Geçtiğimiz günlerde yaptıkları basın toplantıyla kendilerini kamuoyuna tanıtan Ankaragüçlü Genç İş Adamları Derneği (AGİDAM) camiada bir heyecan yarattı. Bizde bu heyecanı yaratan AGİDAM’ın Yönetim Kurulu Başkanı Ertan Altınışık’la Sporanki görüştü.
Ertan Bey, herkesin sanki bir vebalıymış gibi yanından kaçtığı Ankaragücü, bu durumdayken siz bir grup, işadamı, esnaf ve eski bürokratla Ankaragücü için bir yola girdiniz. Bunun sebebi neydi?
Yaşanan süreçte Ankaragücü’nün bulunduğu durumdan kurtulmasına vesile olacak, büyüklerimizin çıkmasını bekledik. Kimse çıkmayınca da bizde taraftarlardan Ankaragücü’nü çok seven, bu kulüp için maddi anlamda ellerinden geleni yapacağına inandığımız arkadaşlarımızla bu yola çıktık. Camiamız yaşanacak süreci gördüğünde AGİDAM’ın Ankaragücü için elinden geleni sonuna kadar yaptığını görecektir.

■ **Yapılacak işler**
(1) AGİDAM söyleşisinde derneği kuranların Ankaragücü için neden yola çıktığını bir ile üç cümle arasında açıklayın.
(2) AGİDAM söyleşisine göre derneğin Yönetim Kurulu Başkanı kimdir?
(3) AGİDAM söyleşisinin bir sonraki bölümünü, son cümleden sonra başlayarak yazıp tamamlayın.

■ **Verilen bilgiler**

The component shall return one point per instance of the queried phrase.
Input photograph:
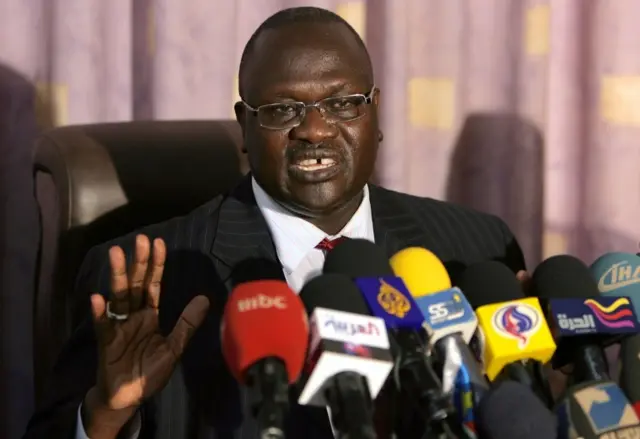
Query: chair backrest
(97, 182)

■ **Görevlere göre yanıtlar**
(1) Ankaragücü'nün içinde bulunduğu durumdan kurtulmasına vesile olacak büyüklerin ortaya çıkmasını beklediler. Kimse çıkmayınca, kulübü çok seven ve maddi anlamda ellerinden geleni yapacağına inandıkları taraftar arkadaşlarıyla bu yola çıktılar.

(2) Ertan Altınışık.

(3)
Plan ve projeleriniz hakkında camiayı bilgilendirmek ister misiniz?
Bizim Ankaragücü’müz için A, B ve C planlarımız var. Benim şu aşamada A ve B planlarımız hakkında bilgi vermem doğru olmaz. Fakat C planımızdan bilgi verebilirim. Çıktığımız yolda A ve B planlarımız netice vermezse, C planımızı devreye sokacağız. Yani Ankaragücü için elimizi taşın altına sokacağız ve yönetime talip olacağız. Burada öncelikle yönetim kurulundaki arkadaşlarımızdan ve tüm dostlarımızdan maddi yardımlarını bekleyeceğiz. İlk etapta bu parayla dinamikleri ayakta tutmaya devam edeceğiz. Bir süre nefes aldıktan sonra, ödenecek paraları bularak, bir kamuoyu oluşturacağımızı düşünüyorum. Aslında bu C planı kendi içinde A, B, C planları olarak bir sürece yol açacak.
A ve B planından birazda olsa bir şeyler anlatmak istemez misiniz?
Bu iki planımız anlatılmaz yaşanır. Bazı dinamikler oturursa o süreç yaşanacak inşallah.
Peki Ankaragücü Kulübü sizce nasıl bu hale geldi?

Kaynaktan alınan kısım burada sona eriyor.